__To do__
Convert all of the rows below into a numbered list with one row per item, omitting any blank lines.

__Data extract__
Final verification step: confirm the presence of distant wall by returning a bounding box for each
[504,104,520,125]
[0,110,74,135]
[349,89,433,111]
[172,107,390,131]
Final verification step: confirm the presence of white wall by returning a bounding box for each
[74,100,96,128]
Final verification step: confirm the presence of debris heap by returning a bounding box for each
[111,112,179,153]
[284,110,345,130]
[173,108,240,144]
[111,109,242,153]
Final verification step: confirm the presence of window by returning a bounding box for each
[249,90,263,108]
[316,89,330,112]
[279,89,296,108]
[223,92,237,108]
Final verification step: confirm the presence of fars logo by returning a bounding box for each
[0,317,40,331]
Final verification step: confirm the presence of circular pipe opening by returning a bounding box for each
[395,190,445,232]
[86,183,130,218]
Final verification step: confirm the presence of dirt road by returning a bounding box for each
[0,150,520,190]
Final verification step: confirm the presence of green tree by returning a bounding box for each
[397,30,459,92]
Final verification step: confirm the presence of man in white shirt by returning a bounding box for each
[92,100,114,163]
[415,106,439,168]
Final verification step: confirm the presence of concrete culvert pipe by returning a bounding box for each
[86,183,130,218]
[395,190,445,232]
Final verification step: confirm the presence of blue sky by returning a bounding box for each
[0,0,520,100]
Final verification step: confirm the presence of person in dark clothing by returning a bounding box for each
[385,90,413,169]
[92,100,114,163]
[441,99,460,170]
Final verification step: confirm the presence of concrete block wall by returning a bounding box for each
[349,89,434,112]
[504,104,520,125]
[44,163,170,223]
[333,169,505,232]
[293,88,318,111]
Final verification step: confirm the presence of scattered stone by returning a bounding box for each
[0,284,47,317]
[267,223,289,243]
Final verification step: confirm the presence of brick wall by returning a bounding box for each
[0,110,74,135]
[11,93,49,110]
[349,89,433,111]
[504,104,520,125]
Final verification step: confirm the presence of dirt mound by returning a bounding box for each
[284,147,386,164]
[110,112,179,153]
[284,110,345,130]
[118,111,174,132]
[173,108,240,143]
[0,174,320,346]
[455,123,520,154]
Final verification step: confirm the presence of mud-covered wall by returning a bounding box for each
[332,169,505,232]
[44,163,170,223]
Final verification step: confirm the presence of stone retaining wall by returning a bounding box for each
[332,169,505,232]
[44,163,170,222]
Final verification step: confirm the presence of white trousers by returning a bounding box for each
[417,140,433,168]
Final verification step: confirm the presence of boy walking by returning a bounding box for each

__Task result__
1. Final verification step: confirm the presence of distant wall by returning a bounding box for each
2. [504,104,520,125]
3. [0,110,74,135]
4. [349,89,433,111]
5. [172,107,390,131]
6. Final verification step: confirm the presence of white wall by returning a bounding box for each
7. [74,100,96,128]
8. Final verification step: confirm the presence of debris heap by returning a bounding box for each
9. [111,112,179,153]
10. [284,110,345,130]
11. [173,108,240,144]
12. [111,109,242,153]
13. Final verification step: confirm the presence of window by returning a bounding box for each
14. [249,90,263,108]
15. [316,89,330,112]
16. [279,89,296,108]
17. [223,92,237,108]
18. Final verification step: confirm the presence of fars logo by returning a bounding box for each
19. [0,317,40,331]
20. Final verification step: confirm the presence of circular pipe opening by returning a bounding box for each
21. [395,190,445,232]
22. [86,183,130,218]
23. Final verification step: confirm the presence of dirt road by returning a bounding box for each
24. [0,150,520,190]
25. Final verification step: confirm the presence of green tree by returning a bounding box for each
26. [397,30,459,92]
27. Final verification step: confirm the presence of man in white shirt by returning a bounding box for each
28. [92,100,114,163]
29. [415,106,439,168]
30. Final verification step: confirm the presence of concrete culvert pipe by returning a bounding box for each
31. [86,183,130,218]
32. [395,190,445,232]
33. Final verification step: confirm the presence of blue sky by returning a bounding box for each
34. [0,0,520,100]
35. Final verification step: confirm the presence of person in dark clothing by returning a bounding box for each
36. [385,90,413,169]
37. [92,100,114,163]
38. [441,99,460,170]
39. Final verification step: confirm the presence of concrete block wall by returning a bounding box for each
40. [349,89,434,112]
41. [504,104,520,125]
42. [44,163,170,223]
43. [333,169,505,232]
44. [293,88,318,111]
45. Final verification step: confirm the presence of scattered stone by returning a bounding box for each
46. [0,284,47,317]
47. [267,223,289,243]
48. Final verification step: confirm the presence of brick wall by returning a bounding box for each
49. [0,110,74,135]
50. [11,93,49,110]
51. [349,89,433,111]
52. [504,104,520,125]
53. Final verification step: confirm the presence of dirt mound by returning a bounding box for each
54. [284,147,386,164]
55. [110,112,179,153]
56. [284,110,345,130]
57. [118,111,174,132]
58. [173,108,240,143]
59. [0,174,320,346]
60. [455,123,520,154]
61. Final verification step: confirm the presence of mud-covered wall by returning a bounding box for each
62. [332,169,505,232]
63. [44,163,170,223]
64. Final verification step: confirm the presence of stone retaining wall by returning a bounding box for each
65. [332,169,505,232]
66. [44,163,170,222]
67. Final verification step: confirm the presence of white trousers by returning a bounding box for each
68. [417,140,433,168]
69. Final verification step: confirm the presence of boy walking by returning a bounding box for each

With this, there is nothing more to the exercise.